• [Material provided]:
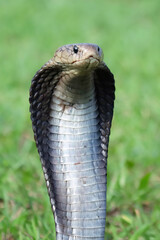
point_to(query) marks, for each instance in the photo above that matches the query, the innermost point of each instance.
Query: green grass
(128, 32)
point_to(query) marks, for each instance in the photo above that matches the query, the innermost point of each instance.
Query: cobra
(71, 105)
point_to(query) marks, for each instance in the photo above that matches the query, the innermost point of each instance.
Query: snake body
(71, 104)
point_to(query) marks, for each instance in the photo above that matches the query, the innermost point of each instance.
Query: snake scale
(71, 105)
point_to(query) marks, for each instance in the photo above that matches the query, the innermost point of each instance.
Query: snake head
(79, 56)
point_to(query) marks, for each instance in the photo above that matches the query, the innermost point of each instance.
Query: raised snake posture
(71, 105)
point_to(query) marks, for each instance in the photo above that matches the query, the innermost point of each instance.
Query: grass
(128, 32)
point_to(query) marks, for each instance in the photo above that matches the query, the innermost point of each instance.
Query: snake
(71, 105)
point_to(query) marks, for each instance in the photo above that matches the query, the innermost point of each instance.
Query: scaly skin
(71, 104)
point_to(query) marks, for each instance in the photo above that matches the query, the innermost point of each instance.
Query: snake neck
(75, 88)
(78, 174)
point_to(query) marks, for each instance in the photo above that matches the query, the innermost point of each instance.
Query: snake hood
(71, 105)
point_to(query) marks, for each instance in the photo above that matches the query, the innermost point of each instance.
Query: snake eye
(75, 49)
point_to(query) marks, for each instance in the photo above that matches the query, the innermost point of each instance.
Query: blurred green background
(129, 34)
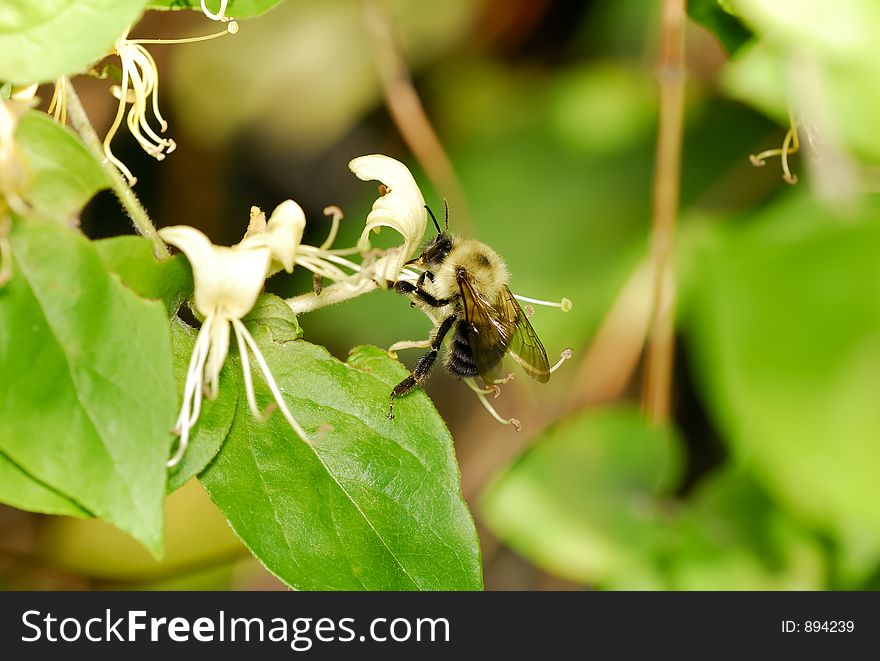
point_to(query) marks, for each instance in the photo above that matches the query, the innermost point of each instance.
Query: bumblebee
(465, 282)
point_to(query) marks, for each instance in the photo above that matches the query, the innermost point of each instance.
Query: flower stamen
(790, 145)
(58, 105)
(565, 304)
(481, 395)
(270, 380)
(565, 355)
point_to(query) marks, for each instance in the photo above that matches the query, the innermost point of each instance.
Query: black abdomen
(460, 359)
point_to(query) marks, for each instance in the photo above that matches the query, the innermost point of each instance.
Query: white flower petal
(227, 280)
(282, 235)
(402, 207)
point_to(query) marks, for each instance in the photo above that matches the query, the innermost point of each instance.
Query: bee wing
(489, 331)
(525, 347)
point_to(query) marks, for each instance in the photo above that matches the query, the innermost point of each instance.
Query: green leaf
(216, 416)
(269, 315)
(784, 323)
(728, 28)
(582, 502)
(371, 503)
(89, 395)
(731, 535)
(234, 8)
(132, 259)
(63, 174)
(21, 490)
(40, 41)
(274, 317)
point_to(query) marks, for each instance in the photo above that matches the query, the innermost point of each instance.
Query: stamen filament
(231, 28)
(191, 394)
(790, 145)
(565, 355)
(564, 304)
(270, 380)
(334, 228)
(491, 409)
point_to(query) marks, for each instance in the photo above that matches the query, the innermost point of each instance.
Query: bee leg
(423, 366)
(404, 287)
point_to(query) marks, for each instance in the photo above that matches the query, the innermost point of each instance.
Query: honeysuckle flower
(400, 207)
(227, 282)
(140, 88)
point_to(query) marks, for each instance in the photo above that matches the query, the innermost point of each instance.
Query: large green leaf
(63, 175)
(234, 8)
(784, 322)
(40, 41)
(583, 501)
(132, 259)
(88, 391)
(21, 490)
(728, 28)
(371, 503)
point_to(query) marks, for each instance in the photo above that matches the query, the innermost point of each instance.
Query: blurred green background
(766, 478)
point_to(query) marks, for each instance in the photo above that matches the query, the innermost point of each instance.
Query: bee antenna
(434, 218)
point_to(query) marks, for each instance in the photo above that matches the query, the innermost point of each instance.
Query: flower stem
(656, 398)
(132, 205)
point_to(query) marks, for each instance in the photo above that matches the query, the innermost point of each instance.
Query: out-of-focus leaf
(603, 108)
(822, 59)
(197, 537)
(728, 28)
(21, 490)
(784, 323)
(88, 389)
(132, 259)
(40, 41)
(731, 536)
(582, 502)
(234, 8)
(371, 503)
(63, 175)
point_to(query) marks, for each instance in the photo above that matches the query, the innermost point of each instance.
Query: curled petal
(282, 235)
(227, 280)
(401, 207)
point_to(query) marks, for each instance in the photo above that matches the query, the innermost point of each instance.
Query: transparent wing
(488, 330)
(525, 347)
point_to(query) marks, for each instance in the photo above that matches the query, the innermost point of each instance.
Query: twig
(132, 205)
(409, 114)
(658, 379)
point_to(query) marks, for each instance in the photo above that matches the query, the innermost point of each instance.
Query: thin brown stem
(409, 114)
(130, 202)
(656, 399)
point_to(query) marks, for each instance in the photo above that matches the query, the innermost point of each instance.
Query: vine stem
(130, 202)
(656, 397)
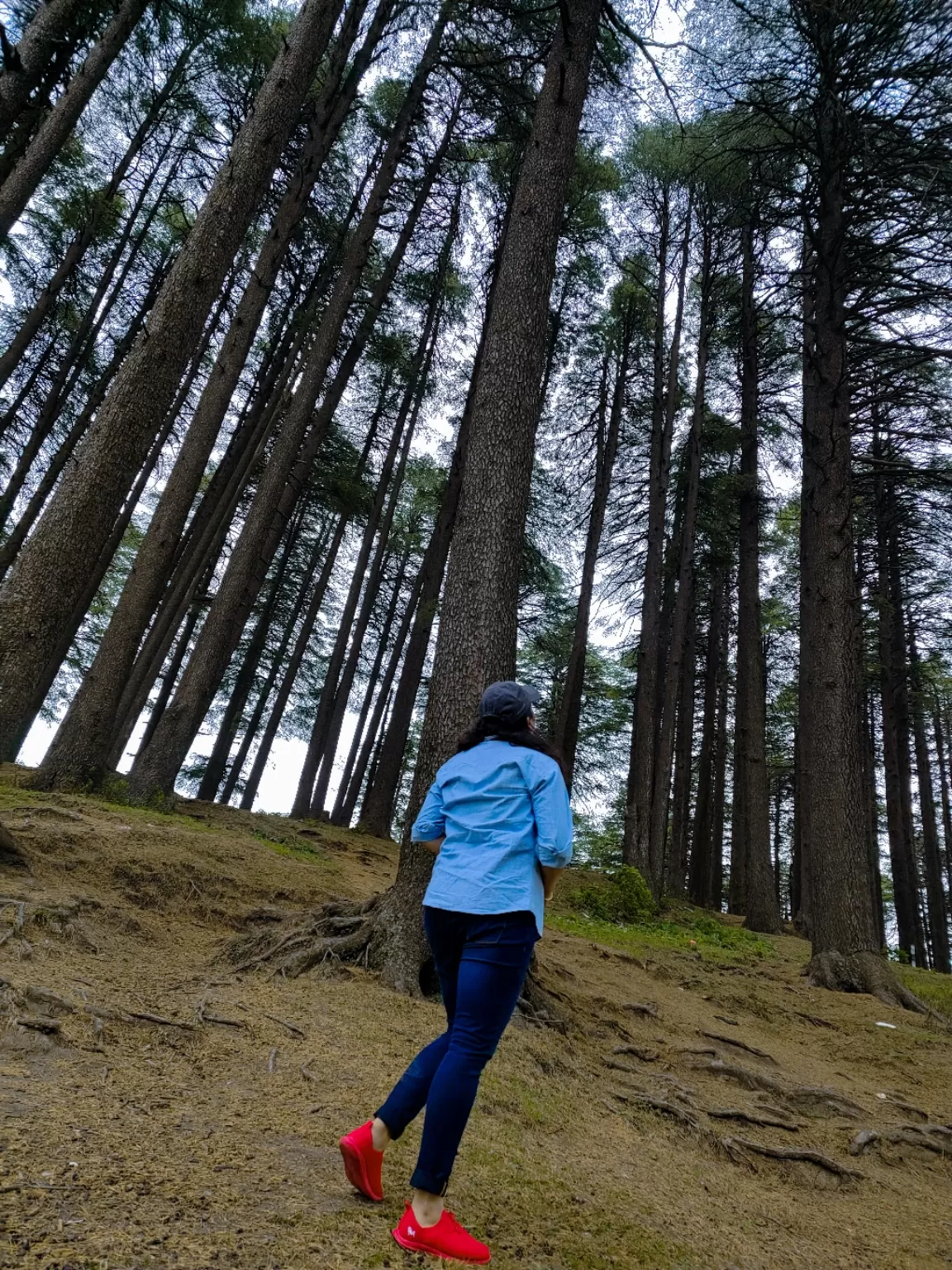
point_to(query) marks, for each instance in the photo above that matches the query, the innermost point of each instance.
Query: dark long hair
(506, 729)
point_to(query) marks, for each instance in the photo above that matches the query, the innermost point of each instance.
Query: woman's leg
(409, 1095)
(489, 982)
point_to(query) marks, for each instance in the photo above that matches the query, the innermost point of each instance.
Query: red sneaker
(362, 1163)
(447, 1239)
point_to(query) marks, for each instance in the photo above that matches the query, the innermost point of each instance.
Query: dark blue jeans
(481, 962)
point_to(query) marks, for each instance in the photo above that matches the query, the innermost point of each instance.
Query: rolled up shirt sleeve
(552, 812)
(431, 824)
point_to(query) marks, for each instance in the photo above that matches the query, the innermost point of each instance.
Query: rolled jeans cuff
(431, 1182)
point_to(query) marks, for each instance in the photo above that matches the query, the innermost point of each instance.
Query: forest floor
(210, 1139)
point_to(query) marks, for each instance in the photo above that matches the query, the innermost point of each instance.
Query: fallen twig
(646, 1009)
(293, 1028)
(646, 1056)
(206, 1018)
(812, 1158)
(38, 1023)
(158, 1019)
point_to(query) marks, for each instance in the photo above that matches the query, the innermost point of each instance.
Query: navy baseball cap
(509, 701)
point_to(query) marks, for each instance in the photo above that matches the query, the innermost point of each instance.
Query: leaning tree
(478, 630)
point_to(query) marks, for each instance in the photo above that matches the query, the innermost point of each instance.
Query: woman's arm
(554, 821)
(550, 876)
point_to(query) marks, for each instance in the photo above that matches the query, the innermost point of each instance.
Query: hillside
(208, 1139)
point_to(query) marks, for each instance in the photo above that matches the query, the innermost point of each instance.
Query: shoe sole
(355, 1170)
(432, 1253)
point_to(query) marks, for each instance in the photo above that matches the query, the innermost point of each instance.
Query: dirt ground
(210, 1139)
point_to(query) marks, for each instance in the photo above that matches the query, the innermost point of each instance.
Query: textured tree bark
(52, 571)
(291, 459)
(329, 717)
(248, 673)
(932, 857)
(683, 748)
(207, 530)
(476, 640)
(76, 355)
(702, 843)
(56, 24)
(750, 828)
(31, 513)
(369, 756)
(383, 782)
(894, 695)
(873, 812)
(343, 798)
(644, 730)
(293, 666)
(274, 667)
(843, 928)
(80, 244)
(80, 752)
(940, 737)
(566, 732)
(686, 564)
(55, 130)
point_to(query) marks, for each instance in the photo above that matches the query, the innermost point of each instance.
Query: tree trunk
(750, 828)
(377, 808)
(566, 732)
(476, 642)
(55, 130)
(843, 928)
(702, 846)
(78, 352)
(56, 24)
(289, 462)
(644, 729)
(80, 244)
(31, 513)
(312, 789)
(248, 673)
(683, 755)
(932, 857)
(52, 571)
(343, 799)
(679, 618)
(82, 750)
(648, 692)
(371, 748)
(940, 736)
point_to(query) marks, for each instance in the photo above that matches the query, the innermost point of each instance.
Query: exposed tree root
(864, 972)
(928, 1137)
(12, 853)
(646, 1056)
(740, 1044)
(767, 1122)
(812, 1100)
(649, 1010)
(366, 933)
(336, 931)
(805, 1153)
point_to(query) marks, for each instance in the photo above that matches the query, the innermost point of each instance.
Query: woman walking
(497, 821)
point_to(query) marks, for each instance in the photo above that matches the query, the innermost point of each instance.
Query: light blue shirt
(504, 810)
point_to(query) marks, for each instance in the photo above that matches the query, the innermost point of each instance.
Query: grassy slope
(170, 1147)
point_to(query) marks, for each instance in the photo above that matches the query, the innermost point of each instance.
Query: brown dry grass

• [Problem to solve]:
Return only this span, exactly: the line that contains "Query: tree trunk" and all lines after it to the end of the records.

• [Result of this task]:
Query: tree trunk
(750, 828)
(377, 808)
(566, 732)
(476, 642)
(55, 130)
(843, 928)
(702, 846)
(78, 352)
(56, 24)
(289, 462)
(644, 729)
(80, 244)
(31, 513)
(312, 789)
(248, 673)
(683, 755)
(932, 857)
(52, 571)
(343, 799)
(679, 618)
(82, 750)
(648, 692)
(371, 748)
(940, 736)
point_to(query) marks, for each instance in the photo above that matches the query, the innermost point of each instance.
Query: exposed tree root
(864, 972)
(928, 1137)
(12, 853)
(646, 1056)
(740, 1044)
(767, 1122)
(812, 1100)
(649, 1010)
(366, 933)
(336, 931)
(805, 1153)
point_to(query) marks, for each instance in the photo above that matches the query, the innermost point of each instance.
Query: woman walking
(497, 821)
point_to(query) marks, for each instance in the photo above that matches the query, the innermost point of each instance.
Query: light blue shirt
(504, 810)
point_to(query) marks, for each instance in the photo above that matches the query, the innermost point of each instance.
Query: grassy slope
(170, 1147)
point_to(query) marks, for each instance in the photo above that matches the query, the innermost point of each instance.
Query: brown dry grass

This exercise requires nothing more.